**Given exercise:**
Could you output the lines below verbatim, from the line with "of the forearm" up to and including the line with "[[163, 48], [910, 37]]", and nothing else?

Items in a dataset

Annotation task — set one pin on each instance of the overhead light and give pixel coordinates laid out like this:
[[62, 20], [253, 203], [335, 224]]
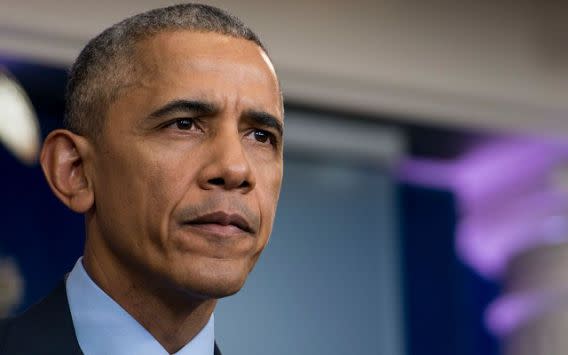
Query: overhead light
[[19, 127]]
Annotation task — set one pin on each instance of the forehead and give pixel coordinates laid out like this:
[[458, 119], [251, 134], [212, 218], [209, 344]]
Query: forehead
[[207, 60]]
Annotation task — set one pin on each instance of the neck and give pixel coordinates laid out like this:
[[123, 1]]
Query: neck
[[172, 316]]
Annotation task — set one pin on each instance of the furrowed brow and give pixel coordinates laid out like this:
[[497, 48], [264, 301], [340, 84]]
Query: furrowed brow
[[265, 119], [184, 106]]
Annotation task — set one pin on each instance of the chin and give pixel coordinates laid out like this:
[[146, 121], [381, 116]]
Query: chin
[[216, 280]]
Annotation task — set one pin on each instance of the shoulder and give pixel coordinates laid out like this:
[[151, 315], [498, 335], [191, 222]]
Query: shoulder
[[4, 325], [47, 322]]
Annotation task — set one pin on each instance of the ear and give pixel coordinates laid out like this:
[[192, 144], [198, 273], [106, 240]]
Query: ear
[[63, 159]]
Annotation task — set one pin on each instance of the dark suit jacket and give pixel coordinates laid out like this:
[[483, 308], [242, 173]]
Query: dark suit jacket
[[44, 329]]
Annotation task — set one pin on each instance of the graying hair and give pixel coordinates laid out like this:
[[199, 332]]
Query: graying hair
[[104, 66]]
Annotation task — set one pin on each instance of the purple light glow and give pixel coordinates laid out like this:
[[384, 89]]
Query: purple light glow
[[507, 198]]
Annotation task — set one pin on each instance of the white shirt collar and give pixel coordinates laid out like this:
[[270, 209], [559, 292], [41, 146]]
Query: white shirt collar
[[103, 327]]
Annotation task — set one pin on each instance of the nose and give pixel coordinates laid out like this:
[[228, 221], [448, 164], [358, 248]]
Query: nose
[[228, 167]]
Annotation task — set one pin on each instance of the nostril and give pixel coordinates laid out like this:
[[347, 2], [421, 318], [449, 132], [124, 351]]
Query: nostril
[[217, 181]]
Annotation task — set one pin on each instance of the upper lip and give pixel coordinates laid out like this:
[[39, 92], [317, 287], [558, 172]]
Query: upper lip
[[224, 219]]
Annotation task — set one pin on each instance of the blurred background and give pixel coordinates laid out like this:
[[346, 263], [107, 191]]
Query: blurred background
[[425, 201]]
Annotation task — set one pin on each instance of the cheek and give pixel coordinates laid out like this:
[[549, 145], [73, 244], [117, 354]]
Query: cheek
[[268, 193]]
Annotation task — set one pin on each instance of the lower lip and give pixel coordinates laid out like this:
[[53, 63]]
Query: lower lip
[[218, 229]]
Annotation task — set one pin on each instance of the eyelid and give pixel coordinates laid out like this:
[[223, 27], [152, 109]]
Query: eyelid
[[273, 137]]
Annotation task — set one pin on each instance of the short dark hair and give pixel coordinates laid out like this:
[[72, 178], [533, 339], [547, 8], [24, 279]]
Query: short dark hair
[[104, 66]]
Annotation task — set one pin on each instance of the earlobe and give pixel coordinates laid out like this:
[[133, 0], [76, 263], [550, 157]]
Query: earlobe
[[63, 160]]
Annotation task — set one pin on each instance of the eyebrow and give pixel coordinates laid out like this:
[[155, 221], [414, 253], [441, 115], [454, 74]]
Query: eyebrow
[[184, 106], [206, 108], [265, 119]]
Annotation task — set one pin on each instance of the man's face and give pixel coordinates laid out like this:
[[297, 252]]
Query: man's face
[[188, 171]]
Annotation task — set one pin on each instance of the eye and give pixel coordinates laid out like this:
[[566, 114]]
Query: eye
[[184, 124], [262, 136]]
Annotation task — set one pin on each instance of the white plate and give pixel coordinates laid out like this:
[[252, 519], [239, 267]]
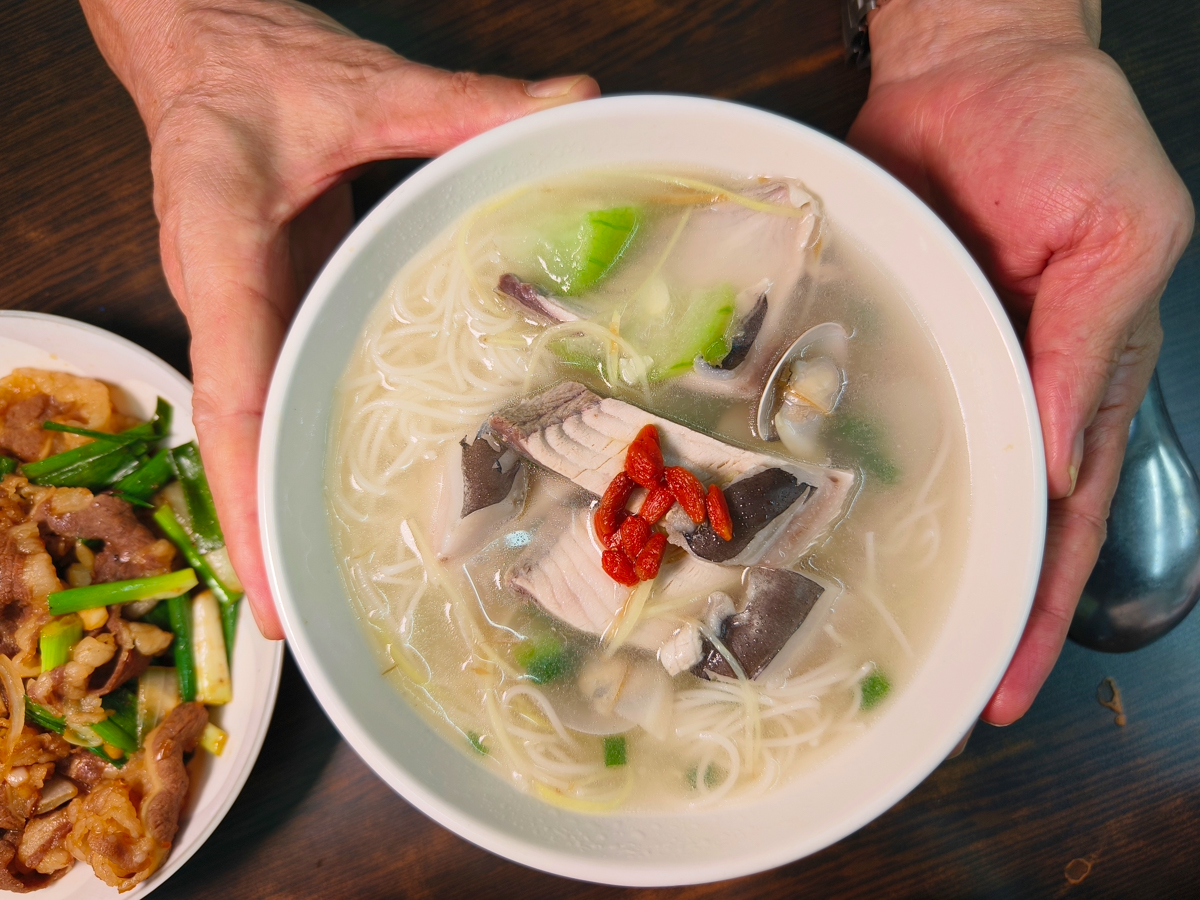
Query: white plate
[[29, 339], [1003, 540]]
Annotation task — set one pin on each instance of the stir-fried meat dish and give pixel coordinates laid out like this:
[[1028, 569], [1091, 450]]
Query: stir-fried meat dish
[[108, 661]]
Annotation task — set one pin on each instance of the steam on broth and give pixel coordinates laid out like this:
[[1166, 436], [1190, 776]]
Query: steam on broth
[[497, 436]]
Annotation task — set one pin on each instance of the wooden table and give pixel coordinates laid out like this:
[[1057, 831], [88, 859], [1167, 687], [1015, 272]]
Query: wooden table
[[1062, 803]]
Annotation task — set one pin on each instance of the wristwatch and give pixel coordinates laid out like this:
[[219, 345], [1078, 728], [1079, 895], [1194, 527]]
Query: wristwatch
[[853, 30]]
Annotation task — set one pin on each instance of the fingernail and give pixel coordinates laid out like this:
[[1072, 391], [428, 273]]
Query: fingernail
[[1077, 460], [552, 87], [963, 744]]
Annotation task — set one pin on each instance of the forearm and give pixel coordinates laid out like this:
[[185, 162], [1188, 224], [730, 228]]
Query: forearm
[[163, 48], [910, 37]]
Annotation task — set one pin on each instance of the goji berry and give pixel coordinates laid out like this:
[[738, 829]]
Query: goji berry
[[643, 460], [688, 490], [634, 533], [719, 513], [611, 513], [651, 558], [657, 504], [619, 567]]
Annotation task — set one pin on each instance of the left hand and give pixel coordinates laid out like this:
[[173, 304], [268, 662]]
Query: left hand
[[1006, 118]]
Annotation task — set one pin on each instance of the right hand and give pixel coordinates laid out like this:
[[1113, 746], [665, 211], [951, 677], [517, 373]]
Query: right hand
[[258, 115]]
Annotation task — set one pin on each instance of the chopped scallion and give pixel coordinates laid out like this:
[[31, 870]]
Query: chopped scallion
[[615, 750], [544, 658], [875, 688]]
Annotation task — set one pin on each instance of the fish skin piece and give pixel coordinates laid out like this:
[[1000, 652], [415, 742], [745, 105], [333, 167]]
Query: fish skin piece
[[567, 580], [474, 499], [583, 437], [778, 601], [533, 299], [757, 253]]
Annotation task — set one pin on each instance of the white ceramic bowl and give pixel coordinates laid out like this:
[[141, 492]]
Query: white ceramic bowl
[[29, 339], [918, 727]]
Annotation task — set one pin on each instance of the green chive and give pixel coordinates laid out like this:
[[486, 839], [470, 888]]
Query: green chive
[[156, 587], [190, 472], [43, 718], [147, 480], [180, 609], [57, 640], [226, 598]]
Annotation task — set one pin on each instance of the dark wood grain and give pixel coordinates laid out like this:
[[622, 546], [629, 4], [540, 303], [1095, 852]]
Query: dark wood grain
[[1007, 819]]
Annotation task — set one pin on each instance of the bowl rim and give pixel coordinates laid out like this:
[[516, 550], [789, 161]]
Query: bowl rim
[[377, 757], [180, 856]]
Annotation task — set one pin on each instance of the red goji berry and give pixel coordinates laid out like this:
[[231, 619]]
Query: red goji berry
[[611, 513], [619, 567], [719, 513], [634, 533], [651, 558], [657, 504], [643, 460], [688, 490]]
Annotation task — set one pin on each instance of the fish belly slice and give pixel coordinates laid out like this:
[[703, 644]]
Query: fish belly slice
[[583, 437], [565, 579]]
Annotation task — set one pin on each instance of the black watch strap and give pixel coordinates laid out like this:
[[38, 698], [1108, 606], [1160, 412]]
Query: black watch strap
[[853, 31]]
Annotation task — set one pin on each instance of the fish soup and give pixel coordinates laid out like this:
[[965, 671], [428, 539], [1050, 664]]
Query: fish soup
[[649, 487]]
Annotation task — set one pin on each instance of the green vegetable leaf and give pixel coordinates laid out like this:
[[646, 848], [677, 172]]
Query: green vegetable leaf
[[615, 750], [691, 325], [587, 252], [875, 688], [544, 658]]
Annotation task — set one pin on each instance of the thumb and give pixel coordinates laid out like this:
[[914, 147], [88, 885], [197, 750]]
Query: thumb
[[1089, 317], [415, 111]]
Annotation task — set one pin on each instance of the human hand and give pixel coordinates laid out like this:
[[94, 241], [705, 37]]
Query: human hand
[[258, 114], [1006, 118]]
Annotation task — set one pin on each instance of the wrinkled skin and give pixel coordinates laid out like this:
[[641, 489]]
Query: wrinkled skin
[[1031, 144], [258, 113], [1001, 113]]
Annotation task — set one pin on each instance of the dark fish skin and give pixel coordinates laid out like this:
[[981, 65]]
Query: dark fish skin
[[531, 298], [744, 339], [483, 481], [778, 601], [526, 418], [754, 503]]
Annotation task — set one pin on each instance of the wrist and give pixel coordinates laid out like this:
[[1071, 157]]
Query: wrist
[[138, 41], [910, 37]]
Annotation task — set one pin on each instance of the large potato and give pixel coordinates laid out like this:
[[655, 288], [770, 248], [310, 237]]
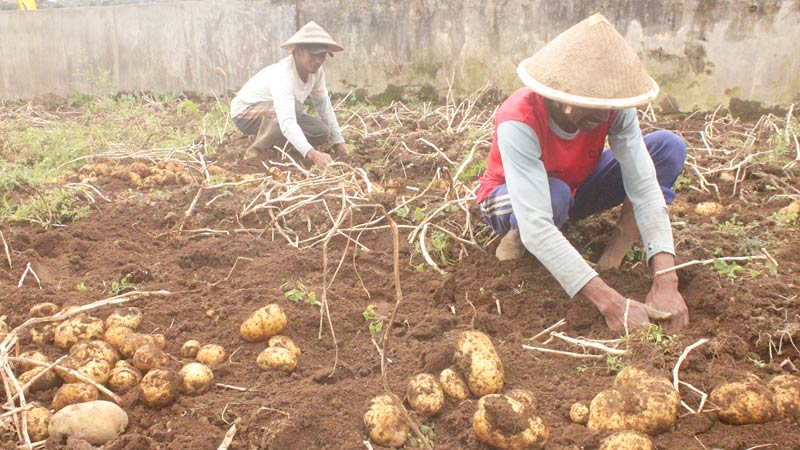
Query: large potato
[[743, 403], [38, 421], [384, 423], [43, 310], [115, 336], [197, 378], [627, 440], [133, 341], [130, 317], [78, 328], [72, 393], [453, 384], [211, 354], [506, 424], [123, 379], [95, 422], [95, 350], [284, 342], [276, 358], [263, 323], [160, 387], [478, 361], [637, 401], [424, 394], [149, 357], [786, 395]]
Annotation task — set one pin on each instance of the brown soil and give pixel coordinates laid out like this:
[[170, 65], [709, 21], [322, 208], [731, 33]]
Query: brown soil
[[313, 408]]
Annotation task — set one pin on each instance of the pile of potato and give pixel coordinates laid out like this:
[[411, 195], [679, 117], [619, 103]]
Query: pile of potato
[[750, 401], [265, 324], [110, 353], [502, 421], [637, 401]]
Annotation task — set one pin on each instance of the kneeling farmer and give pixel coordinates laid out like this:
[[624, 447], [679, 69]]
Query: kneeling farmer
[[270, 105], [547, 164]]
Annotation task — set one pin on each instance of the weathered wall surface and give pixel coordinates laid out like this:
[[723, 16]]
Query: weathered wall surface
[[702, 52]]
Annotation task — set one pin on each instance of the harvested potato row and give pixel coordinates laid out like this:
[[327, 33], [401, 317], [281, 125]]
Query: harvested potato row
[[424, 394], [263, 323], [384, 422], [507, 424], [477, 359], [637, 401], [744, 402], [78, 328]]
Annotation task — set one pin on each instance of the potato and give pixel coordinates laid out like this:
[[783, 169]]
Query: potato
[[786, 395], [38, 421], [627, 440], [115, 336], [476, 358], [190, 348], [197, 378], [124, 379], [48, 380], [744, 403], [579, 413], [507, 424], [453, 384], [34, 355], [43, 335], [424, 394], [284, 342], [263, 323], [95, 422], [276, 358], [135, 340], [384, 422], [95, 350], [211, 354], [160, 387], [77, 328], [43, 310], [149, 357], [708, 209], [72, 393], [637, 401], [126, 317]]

**The response:**
Annotation task — set one pin on each instance of the forearm and give pixel coordinates laid out like this:
[[185, 162], [1188, 224], [730, 228]]
Query: forearm
[[163, 48], [910, 37]]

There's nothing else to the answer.